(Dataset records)
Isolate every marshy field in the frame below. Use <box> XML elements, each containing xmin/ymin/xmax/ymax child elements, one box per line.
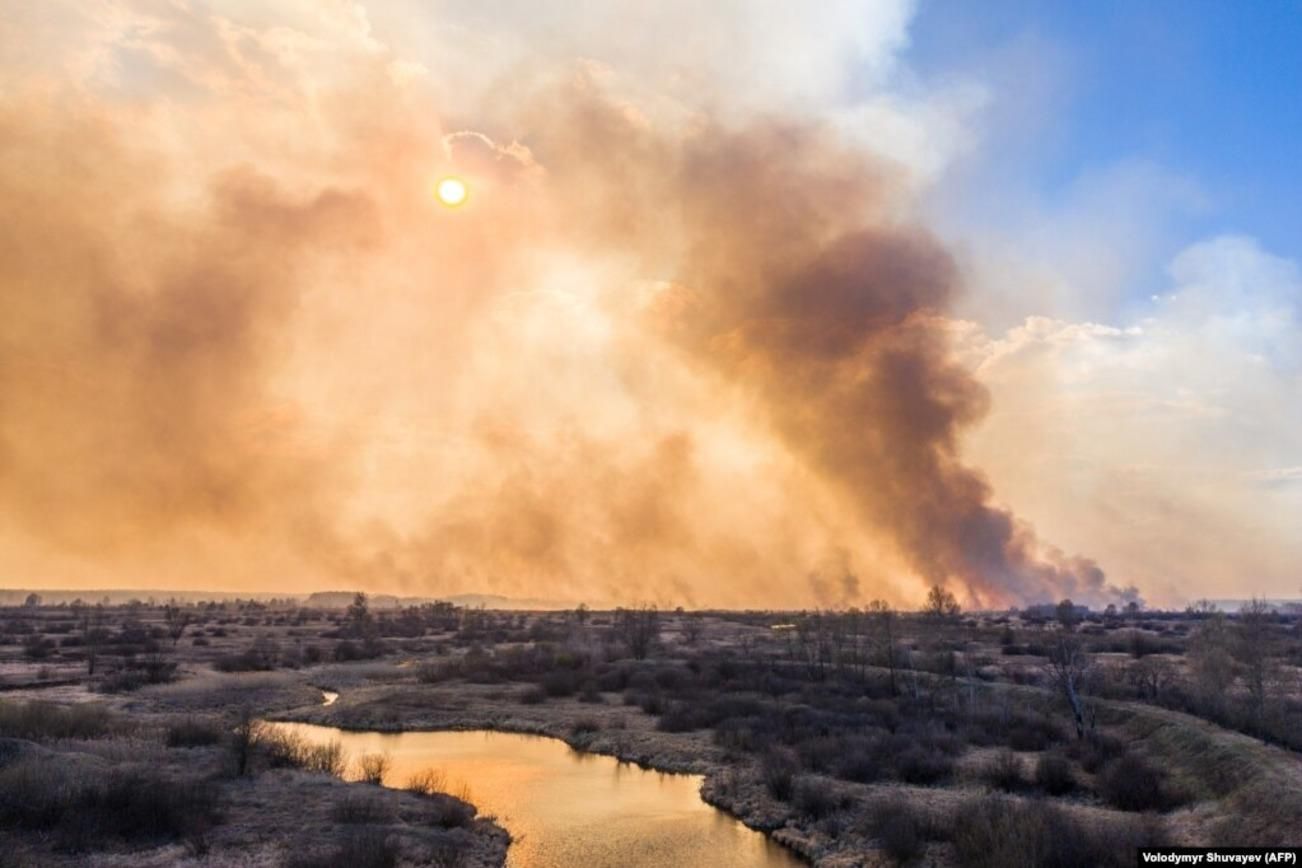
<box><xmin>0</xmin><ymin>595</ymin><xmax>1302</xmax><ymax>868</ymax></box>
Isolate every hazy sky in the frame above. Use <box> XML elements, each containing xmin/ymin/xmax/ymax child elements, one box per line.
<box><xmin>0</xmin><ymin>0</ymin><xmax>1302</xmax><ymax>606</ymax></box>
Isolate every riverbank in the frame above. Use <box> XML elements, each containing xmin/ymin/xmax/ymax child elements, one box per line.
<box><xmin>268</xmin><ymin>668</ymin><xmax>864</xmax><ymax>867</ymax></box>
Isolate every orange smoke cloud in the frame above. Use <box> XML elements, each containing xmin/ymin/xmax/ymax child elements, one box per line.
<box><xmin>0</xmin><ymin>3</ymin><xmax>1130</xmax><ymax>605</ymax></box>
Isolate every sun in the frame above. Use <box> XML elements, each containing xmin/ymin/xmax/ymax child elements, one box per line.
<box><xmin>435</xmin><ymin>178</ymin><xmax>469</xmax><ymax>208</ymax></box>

▸ **Problem**: Reproduce all the lines above, with each request kept as is, but scale every bounding box coordinate in the answers by 1.9 and round to whole numbers, with halves rounded up. Leave the pictures out of your output.

▸ **Result**:
Isolate every marshy field in the frame below. Use <box> XML elements, each containing xmin/ymin/xmax/ymax child elements, one box per line.
<box><xmin>0</xmin><ymin>1131</ymin><xmax>2474</xmax><ymax>1649</ymax></box>
Isolate every hazy sky in the frame above. Use <box> XML elements, each containing xmin/ymin/xmax/ymax child elements, one box per line.
<box><xmin>0</xmin><ymin>0</ymin><xmax>2474</xmax><ymax>1151</ymax></box>
Isolate every riverbank in the frame above. Use <box> XML elements, each containing xmin/ymin/xmax/ymax child elements, one box per line.
<box><xmin>509</xmin><ymin>1269</ymin><xmax>1642</xmax><ymax>1647</ymax></box>
Isolate every orange smoke cloud in the frame above. Use <box> XML elements, each containing xmin/ymin/xmax/ymax child elements, one box per line.
<box><xmin>0</xmin><ymin>6</ymin><xmax>2147</xmax><ymax>1150</ymax></box>
Isolate every sun in the frame above. Use <box> XML elements, each containing xmin/ymin/xmax/ymax child elements, one box per line.
<box><xmin>827</xmin><ymin>338</ymin><xmax>891</xmax><ymax>395</ymax></box>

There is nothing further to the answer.